***** Data provided

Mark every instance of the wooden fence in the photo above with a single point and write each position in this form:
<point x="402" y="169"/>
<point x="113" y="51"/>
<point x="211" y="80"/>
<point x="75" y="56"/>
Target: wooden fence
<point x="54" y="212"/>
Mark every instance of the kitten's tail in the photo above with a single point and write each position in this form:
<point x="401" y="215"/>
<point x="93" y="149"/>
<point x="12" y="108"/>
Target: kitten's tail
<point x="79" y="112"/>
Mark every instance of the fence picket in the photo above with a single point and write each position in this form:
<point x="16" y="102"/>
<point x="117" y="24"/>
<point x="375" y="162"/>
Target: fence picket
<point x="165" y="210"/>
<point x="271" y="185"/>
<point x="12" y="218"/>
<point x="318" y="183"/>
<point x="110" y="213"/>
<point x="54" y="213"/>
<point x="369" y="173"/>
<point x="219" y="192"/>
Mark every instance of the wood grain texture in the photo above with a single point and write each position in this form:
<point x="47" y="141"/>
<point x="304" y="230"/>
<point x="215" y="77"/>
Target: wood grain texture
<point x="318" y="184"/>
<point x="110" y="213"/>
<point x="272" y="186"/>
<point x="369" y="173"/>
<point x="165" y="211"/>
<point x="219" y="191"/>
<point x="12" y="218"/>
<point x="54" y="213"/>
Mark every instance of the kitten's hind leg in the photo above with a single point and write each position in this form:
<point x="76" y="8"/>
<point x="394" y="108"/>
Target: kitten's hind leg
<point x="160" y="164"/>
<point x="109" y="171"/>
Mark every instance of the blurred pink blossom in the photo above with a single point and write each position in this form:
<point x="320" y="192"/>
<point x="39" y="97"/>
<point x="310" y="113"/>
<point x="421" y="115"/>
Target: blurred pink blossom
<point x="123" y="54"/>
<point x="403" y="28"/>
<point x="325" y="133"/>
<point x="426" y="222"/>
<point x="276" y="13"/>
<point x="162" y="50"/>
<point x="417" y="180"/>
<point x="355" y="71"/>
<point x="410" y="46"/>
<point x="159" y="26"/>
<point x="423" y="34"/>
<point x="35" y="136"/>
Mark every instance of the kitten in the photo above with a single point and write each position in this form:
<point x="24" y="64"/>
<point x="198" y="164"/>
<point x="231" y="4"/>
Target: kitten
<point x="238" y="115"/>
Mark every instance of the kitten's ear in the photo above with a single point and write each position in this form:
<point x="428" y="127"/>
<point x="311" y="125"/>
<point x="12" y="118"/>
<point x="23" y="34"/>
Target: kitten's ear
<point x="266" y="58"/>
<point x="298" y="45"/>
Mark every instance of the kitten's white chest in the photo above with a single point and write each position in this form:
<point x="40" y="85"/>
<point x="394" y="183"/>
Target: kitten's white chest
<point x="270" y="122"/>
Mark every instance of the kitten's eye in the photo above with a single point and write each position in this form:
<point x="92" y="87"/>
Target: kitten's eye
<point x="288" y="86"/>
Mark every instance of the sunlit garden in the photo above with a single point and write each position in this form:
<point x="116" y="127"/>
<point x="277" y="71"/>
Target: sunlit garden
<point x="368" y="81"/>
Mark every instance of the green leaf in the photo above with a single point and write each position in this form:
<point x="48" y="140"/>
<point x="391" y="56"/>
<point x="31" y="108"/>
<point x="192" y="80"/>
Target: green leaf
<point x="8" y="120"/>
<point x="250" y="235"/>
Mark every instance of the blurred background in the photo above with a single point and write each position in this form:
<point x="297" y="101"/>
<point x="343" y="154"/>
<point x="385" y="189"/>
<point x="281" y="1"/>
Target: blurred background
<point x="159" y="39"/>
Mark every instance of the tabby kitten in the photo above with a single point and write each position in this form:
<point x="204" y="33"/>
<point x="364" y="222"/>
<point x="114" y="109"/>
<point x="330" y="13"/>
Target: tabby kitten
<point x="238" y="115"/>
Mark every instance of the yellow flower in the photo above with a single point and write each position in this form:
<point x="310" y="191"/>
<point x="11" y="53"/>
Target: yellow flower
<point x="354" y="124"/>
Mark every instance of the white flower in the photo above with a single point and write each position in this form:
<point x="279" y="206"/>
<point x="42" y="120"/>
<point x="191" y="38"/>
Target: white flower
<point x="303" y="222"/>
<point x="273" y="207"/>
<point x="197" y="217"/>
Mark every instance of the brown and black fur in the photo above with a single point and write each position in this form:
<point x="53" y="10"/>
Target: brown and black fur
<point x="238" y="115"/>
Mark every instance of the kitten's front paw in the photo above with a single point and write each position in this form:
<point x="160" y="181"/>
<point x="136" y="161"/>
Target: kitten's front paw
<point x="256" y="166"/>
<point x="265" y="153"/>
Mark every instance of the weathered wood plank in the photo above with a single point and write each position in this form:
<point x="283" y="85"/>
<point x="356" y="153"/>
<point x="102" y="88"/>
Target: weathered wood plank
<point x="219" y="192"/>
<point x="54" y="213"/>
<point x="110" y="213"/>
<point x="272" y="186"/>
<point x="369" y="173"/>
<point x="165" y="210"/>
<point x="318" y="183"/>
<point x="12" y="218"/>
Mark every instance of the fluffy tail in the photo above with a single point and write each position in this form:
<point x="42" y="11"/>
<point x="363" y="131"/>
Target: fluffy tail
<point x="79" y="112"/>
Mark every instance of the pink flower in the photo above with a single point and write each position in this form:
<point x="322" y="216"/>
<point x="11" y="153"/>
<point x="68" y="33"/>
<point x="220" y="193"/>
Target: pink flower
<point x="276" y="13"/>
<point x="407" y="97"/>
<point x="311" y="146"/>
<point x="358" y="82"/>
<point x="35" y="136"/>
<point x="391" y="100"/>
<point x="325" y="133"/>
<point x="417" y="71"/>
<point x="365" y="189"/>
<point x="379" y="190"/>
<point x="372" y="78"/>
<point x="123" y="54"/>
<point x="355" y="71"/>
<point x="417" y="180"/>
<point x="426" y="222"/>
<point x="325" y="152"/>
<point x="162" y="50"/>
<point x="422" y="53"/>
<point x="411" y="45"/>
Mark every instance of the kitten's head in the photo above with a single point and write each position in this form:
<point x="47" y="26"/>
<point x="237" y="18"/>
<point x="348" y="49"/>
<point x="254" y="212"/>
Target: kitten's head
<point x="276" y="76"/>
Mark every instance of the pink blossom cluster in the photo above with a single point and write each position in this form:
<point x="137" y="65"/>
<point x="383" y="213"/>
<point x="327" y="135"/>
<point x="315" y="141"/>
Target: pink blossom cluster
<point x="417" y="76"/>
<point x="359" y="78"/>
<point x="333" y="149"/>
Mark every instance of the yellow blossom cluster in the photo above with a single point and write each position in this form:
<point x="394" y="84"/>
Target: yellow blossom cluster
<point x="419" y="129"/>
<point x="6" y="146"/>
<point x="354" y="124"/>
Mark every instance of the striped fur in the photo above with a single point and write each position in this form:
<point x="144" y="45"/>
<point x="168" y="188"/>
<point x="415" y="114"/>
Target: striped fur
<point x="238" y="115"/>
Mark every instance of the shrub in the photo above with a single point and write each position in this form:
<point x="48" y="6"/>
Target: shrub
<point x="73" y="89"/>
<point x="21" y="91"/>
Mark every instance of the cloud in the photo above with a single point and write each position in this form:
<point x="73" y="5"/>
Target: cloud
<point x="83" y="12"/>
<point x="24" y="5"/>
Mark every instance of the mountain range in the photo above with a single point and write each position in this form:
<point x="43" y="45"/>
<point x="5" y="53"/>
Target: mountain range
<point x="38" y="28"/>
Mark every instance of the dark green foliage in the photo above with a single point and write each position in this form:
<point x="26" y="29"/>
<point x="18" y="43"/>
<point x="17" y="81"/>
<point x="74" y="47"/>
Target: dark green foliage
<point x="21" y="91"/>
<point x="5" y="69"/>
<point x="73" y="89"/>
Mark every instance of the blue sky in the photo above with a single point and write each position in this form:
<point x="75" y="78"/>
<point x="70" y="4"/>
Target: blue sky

**********

▶ [What the task asks]
Copy the listing above word for word, starting with the line that contains "Mark every instance of the cloud" and going on through the last line of the listing.

▶ [Complete answer]
Mark every instance of the cloud in the photo above with a single point and write each position in this form:
<point x="73" y="5"/>
Target: cloud
<point x="83" y="12"/>
<point x="24" y="5"/>
Mark every instance of the mountain range in the photo above with a single point and write each position in this form:
<point x="43" y="45"/>
<point x="5" y="53"/>
Target: mountain range
<point x="38" y="28"/>
Mark every instance of the dark green foliage in the photo above with a single point and write each position in this form:
<point x="26" y="29"/>
<point x="18" y="43"/>
<point x="17" y="81"/>
<point x="74" y="47"/>
Target: dark green foliage
<point x="21" y="91"/>
<point x="5" y="69"/>
<point x="73" y="89"/>
Mark every instance of the blue sky in the photo above with a single point and write each position in this form:
<point x="75" y="78"/>
<point x="70" y="4"/>
Target: blue sky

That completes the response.